**Selected excerpt**
BEGIN
Named entity recognition (NER) is probably the first step towards information extraction that seeks to locate and classify named entities in text into pre-defined categories such as the names of persons, organizations, locations, expressions of times, quantities, monetary values, percentages, etc. NER is used in many fields in Natural Language Processing (NLP), and it can help answering many real-world questions, such as:
- Which companies were mentioned in the news article?
- Were specified products mentioned in complaints or reviews?
- Does the tweet contain the name of a person? Does the tweet contain this person’s location?

Build named entity recognizer with **NLTK** and **SpaCy**, to identify the names of things, such as persons, organizations, or locations in the raw text. 

## NER using NLTK

In [None]:
import nltk
nltk.download('punkt')
nltk.download('averaged_perceptron_tagger')
nltk.download('maxent_ne_chunker')
nltk.download('words')

[nltk_data] Downloading package punkt to /root/nltk_data...
[nltk_data]   Package punkt is already up-to-date!
[nltk_data] Downloading package averaged_perceptron_tagger to
[nltk_data]     /root/nltk_data...
[nltk_data]   Package averaged_perceptron_tagger is already up-to-
[nltk_data]       date!
[nltk_data] Downloading package maxent_ne_chunker to
[nltk_data]     /root/nltk_data...
[nltk_data]   Package maxent_ne_chunker is already up-to-date!
[nltk_data] Downloading package words to /root/nltk_data...
[nltk_data]   Unzipping corpora/words.zip.
END
**Information shown**
BEGIN
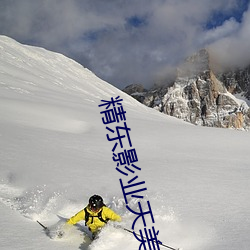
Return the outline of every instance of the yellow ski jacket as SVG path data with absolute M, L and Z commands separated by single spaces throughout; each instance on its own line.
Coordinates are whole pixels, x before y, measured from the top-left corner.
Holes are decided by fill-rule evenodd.
M 120 215 L 116 214 L 113 210 L 111 210 L 110 208 L 106 206 L 103 206 L 98 212 L 93 212 L 88 207 L 86 207 L 86 209 L 87 209 L 87 212 L 89 213 L 89 218 L 88 218 L 88 221 L 86 221 L 85 223 L 92 233 L 97 232 L 98 229 L 102 228 L 106 224 L 105 222 L 101 221 L 98 218 L 98 214 L 100 213 L 100 211 L 102 211 L 101 217 L 104 221 L 107 221 L 107 220 L 121 221 L 122 220 Z M 67 221 L 67 224 L 74 225 L 80 220 L 85 220 L 84 209 L 82 209 L 77 214 L 72 216 Z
END
**Task requirements**
Answer these questions about the named entity recognition text:
1. Which two libraries does it use to build the named entity recognizer?
2. Which package does the download output show being unzipped instead of already up to date?
3. What example question about companies does it list?

**Exercise answer**
1. NLTK and SpaCy.
2. The words package (corpora/words.zip).
3. "Which companies were mentioned in the news article?"